[WHAT YOU ARE ASKED TO DO]
Since only part of the records is wanted, repeat exactly the lines from the one containing "Place one keypoint on each instance of the leafy" through the last line, both included.

[PROVIDED RECORDS]
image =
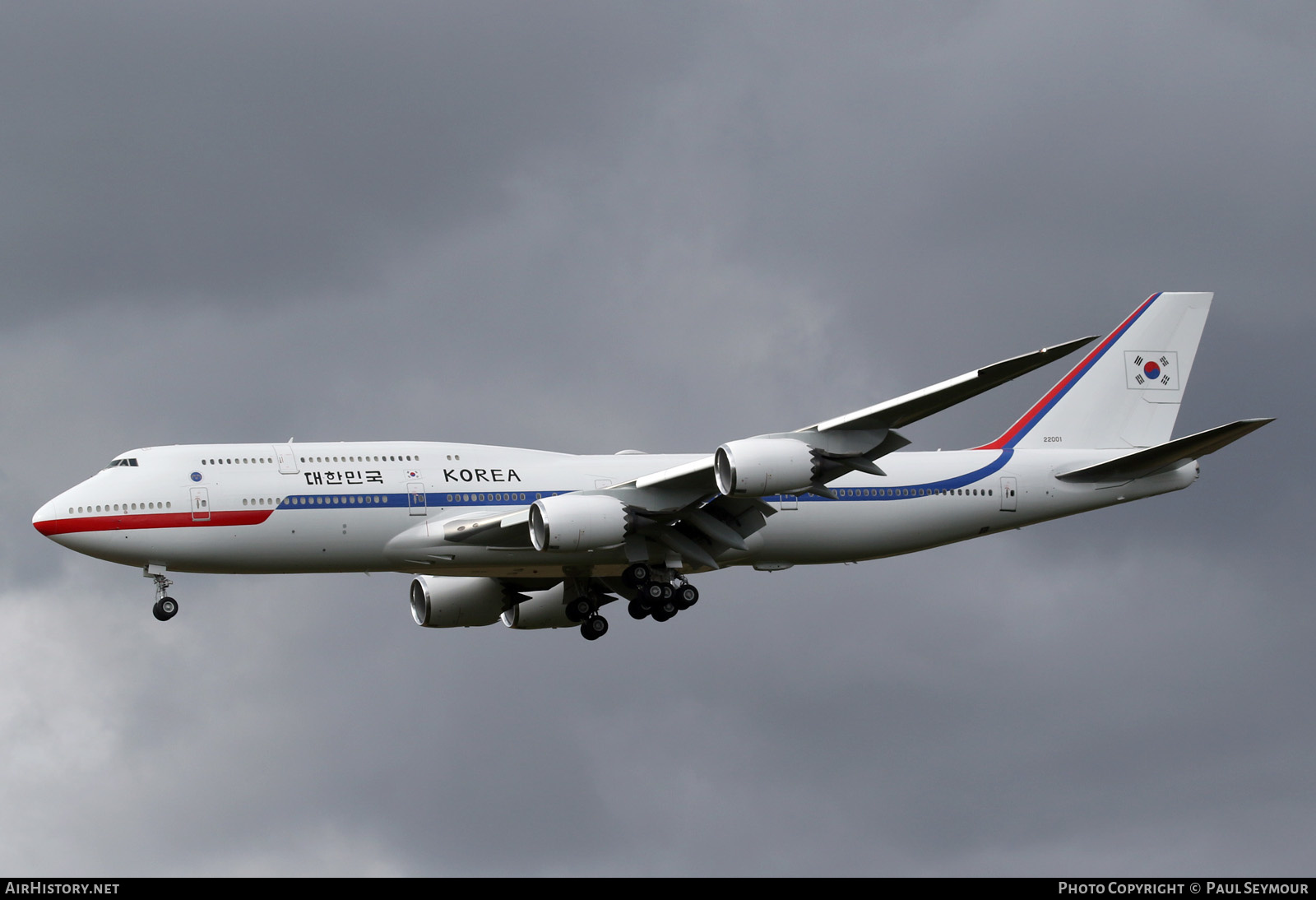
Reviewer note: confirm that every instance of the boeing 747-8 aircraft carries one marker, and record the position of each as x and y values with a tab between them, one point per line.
545	540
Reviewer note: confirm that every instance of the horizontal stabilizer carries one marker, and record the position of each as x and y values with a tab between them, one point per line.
1165	457
920	404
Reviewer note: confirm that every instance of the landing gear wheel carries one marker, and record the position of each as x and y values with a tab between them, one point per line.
579	610
664	610
636	574
686	596
164	608
594	628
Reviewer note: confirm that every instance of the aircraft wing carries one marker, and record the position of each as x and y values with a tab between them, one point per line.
684	509
874	423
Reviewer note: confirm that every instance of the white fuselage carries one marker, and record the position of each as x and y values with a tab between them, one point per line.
368	505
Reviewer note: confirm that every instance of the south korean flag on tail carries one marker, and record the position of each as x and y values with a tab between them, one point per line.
1152	370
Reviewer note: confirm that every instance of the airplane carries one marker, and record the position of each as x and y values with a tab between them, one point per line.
545	540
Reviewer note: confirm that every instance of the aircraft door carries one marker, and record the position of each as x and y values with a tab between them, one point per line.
287	461
416	498
1007	494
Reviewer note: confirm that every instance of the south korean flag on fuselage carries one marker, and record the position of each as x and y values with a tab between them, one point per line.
1152	370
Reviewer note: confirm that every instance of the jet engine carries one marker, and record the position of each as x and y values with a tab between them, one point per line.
457	601
757	467
570	522
544	610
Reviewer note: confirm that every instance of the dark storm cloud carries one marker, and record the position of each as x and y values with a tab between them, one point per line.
595	226
247	149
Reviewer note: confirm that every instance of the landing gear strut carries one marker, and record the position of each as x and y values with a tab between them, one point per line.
166	607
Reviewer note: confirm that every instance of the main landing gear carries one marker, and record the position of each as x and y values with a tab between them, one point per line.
585	610
658	592
166	607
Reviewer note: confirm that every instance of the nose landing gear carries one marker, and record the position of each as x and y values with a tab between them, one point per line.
166	607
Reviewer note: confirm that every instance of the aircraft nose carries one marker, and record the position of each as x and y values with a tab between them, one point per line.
44	518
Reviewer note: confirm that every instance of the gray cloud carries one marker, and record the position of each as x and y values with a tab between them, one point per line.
594	226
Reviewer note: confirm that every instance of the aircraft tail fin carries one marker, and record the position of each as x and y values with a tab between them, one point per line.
1125	392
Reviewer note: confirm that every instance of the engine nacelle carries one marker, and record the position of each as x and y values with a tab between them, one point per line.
757	467
569	522
457	601
544	610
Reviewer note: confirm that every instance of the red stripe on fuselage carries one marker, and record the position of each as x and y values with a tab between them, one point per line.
1026	420
53	527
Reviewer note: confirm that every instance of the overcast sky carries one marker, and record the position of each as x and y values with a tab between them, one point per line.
586	226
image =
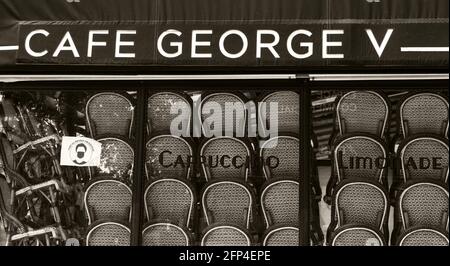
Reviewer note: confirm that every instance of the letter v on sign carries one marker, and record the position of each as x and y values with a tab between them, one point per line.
379	48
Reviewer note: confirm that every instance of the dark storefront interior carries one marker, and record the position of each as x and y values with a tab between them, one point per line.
173	93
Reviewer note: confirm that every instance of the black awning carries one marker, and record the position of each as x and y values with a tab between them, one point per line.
253	33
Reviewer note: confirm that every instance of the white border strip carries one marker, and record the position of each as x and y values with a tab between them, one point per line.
363	77
18	78
312	77
9	47
424	49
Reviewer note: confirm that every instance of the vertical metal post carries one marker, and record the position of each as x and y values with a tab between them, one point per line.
139	160
305	165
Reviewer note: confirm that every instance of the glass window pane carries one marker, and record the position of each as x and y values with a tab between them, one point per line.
222	169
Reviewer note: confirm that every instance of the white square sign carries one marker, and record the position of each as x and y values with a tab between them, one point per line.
80	151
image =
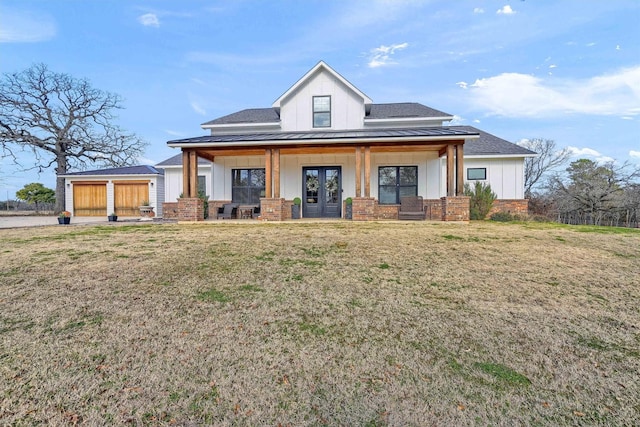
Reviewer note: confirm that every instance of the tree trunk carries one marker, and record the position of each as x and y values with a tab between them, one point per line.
61	169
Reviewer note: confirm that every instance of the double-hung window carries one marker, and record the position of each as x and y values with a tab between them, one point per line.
395	182
321	111
247	185
476	174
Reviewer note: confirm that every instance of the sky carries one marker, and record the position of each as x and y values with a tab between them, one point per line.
565	70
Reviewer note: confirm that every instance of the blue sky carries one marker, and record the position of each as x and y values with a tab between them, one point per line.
564	70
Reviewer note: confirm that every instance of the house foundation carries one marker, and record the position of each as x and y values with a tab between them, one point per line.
455	208
190	209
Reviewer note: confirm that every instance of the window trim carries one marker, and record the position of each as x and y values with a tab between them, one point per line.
314	112
398	186
469	178
249	186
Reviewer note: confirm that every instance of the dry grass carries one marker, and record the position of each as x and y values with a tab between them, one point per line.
335	323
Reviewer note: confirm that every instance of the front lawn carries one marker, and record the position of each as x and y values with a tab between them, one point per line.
328	323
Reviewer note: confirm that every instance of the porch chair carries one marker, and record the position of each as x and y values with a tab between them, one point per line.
228	211
411	208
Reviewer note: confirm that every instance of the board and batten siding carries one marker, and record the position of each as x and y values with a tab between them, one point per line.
347	109
173	182
505	175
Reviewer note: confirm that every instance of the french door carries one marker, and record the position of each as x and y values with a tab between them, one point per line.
321	190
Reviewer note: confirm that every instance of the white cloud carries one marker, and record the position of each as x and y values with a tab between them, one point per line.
149	20
575	151
173	132
198	109
145	161
523	95
589	152
23	26
506	10
456	121
381	56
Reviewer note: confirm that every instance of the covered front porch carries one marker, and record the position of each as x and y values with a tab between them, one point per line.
349	159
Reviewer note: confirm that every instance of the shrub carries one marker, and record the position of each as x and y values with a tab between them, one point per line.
481	199
502	217
205	199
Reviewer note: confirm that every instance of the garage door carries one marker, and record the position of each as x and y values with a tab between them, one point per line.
90	198
129	196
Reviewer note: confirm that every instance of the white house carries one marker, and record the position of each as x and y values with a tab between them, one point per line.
323	141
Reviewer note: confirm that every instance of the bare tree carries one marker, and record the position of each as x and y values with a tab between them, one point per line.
64	121
548	159
595	193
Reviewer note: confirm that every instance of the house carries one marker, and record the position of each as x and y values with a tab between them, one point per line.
116	190
323	140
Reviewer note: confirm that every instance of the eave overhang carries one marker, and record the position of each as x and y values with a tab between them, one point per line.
356	137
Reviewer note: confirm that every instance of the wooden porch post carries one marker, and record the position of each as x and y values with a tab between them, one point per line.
358	172
459	170
268	173
185	173
450	171
367	171
193	174
276	173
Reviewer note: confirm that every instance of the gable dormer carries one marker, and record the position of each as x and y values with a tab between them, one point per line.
322	100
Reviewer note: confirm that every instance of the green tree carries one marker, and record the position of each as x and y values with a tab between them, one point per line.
36	193
481	199
64	121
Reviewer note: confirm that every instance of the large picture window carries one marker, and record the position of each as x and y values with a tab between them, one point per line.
395	182
247	185
321	111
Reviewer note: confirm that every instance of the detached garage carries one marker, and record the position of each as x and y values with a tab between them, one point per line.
120	190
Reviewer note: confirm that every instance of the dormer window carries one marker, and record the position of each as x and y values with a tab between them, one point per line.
321	111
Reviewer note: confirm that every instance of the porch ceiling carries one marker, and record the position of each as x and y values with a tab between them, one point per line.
379	140
210	153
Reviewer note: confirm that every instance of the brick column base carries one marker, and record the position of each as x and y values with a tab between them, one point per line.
364	209
274	210
455	208
190	209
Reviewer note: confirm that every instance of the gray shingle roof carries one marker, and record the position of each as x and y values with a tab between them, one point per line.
126	170
177	161
378	111
488	144
403	110
251	115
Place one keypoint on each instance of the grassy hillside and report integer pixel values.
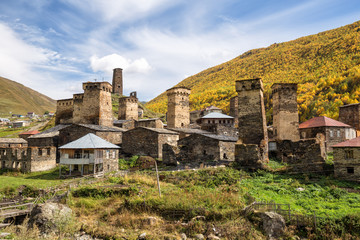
(16, 98)
(326, 66)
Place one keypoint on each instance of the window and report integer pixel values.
(350, 170)
(349, 154)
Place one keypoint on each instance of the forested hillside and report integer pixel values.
(16, 98)
(326, 66)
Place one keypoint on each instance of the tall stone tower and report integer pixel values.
(251, 150)
(234, 109)
(128, 108)
(285, 112)
(117, 86)
(178, 114)
(97, 105)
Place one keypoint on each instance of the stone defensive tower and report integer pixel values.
(178, 114)
(97, 105)
(117, 86)
(285, 112)
(234, 109)
(128, 108)
(251, 150)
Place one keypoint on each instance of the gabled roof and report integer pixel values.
(51, 132)
(12, 140)
(322, 122)
(355, 142)
(89, 141)
(30, 132)
(216, 115)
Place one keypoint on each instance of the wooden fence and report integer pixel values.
(290, 216)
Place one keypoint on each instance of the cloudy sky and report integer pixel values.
(54, 45)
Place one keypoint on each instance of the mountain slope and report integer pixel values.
(16, 98)
(326, 66)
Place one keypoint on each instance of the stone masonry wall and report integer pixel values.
(178, 113)
(128, 108)
(285, 112)
(64, 111)
(347, 166)
(28, 159)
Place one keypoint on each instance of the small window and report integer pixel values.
(349, 154)
(350, 170)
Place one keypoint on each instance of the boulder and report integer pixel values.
(49, 217)
(273, 224)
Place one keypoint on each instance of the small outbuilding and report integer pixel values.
(334, 131)
(89, 154)
(207, 147)
(347, 160)
(148, 141)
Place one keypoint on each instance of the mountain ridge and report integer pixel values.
(19, 99)
(325, 65)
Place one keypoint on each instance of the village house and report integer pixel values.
(347, 160)
(76, 131)
(28, 159)
(89, 154)
(206, 148)
(13, 142)
(148, 141)
(27, 134)
(333, 131)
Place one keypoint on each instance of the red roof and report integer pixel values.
(355, 142)
(30, 132)
(322, 122)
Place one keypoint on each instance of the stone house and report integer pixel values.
(13, 142)
(28, 159)
(148, 141)
(89, 154)
(347, 160)
(206, 148)
(333, 131)
(76, 131)
(27, 134)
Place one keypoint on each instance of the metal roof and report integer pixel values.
(355, 142)
(216, 115)
(322, 122)
(89, 141)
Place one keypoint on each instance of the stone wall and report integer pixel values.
(128, 108)
(64, 111)
(285, 112)
(234, 109)
(303, 156)
(28, 159)
(347, 163)
(117, 81)
(333, 135)
(350, 114)
(142, 141)
(178, 113)
(251, 150)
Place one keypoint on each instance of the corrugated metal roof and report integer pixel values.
(216, 115)
(355, 142)
(89, 141)
(322, 122)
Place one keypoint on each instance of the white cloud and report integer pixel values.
(108, 63)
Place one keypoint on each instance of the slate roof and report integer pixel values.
(51, 132)
(355, 142)
(216, 115)
(322, 122)
(89, 141)
(100, 128)
(12, 140)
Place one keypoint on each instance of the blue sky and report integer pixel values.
(54, 45)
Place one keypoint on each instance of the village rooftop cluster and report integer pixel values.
(89, 141)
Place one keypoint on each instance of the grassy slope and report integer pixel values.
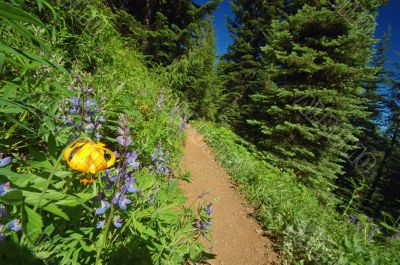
(105, 61)
(306, 232)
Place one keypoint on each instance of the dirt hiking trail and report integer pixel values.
(237, 239)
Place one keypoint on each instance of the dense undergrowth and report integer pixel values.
(306, 232)
(133, 212)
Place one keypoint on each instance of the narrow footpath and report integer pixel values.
(237, 239)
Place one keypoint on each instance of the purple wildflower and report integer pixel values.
(5, 161)
(101, 224)
(131, 185)
(123, 201)
(15, 225)
(74, 101)
(5, 188)
(118, 222)
(124, 140)
(90, 126)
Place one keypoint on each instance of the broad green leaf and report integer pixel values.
(32, 224)
(72, 201)
(10, 12)
(27, 35)
(7, 49)
(2, 61)
(52, 145)
(52, 208)
(13, 197)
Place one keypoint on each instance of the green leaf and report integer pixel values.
(14, 13)
(52, 145)
(27, 35)
(52, 208)
(72, 201)
(2, 61)
(32, 224)
(7, 49)
(13, 197)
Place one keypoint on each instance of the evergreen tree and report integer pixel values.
(164, 30)
(194, 76)
(240, 65)
(385, 173)
(316, 65)
(362, 164)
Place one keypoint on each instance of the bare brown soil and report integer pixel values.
(237, 239)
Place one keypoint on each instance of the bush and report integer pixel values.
(305, 231)
(87, 85)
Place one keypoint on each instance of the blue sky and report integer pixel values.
(387, 16)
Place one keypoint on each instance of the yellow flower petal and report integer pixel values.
(86, 156)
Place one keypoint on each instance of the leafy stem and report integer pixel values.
(107, 229)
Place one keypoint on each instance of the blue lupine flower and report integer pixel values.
(88, 90)
(116, 197)
(90, 103)
(2, 235)
(104, 207)
(123, 201)
(131, 159)
(5, 161)
(124, 140)
(100, 196)
(3, 212)
(208, 209)
(90, 126)
(74, 101)
(101, 119)
(74, 111)
(15, 225)
(118, 222)
(101, 224)
(5, 188)
(130, 186)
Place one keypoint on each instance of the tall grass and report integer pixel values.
(49, 215)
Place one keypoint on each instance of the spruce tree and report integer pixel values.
(194, 77)
(240, 65)
(316, 66)
(165, 30)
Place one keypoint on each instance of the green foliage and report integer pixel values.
(194, 78)
(306, 231)
(239, 68)
(313, 82)
(56, 210)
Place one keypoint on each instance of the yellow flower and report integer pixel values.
(86, 156)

[EXERCISE RESPONSE]
Place one keypoint on each instance of the leafy stem and report integer pixel values.
(107, 229)
Place one keypoint on each instance of the blue lupine flower and report integer pixel values.
(88, 90)
(116, 197)
(90, 103)
(2, 235)
(104, 207)
(123, 201)
(131, 159)
(5, 161)
(124, 140)
(100, 196)
(3, 212)
(208, 209)
(90, 126)
(74, 101)
(101, 119)
(74, 111)
(15, 225)
(118, 222)
(101, 224)
(5, 188)
(130, 186)
Place one keypoint on each instance of the tall grass and report integer pixel values.
(49, 215)
Place one keypoint on each instance of the spruce tree and report integer pixel values.
(194, 77)
(240, 65)
(316, 66)
(165, 30)
Place one keypoint on each instance of the green foliage and report integer pixel values.
(194, 78)
(306, 231)
(239, 68)
(313, 82)
(56, 210)
Place one keypoint on each instance of the yellow flower and report integer pixel values.
(86, 156)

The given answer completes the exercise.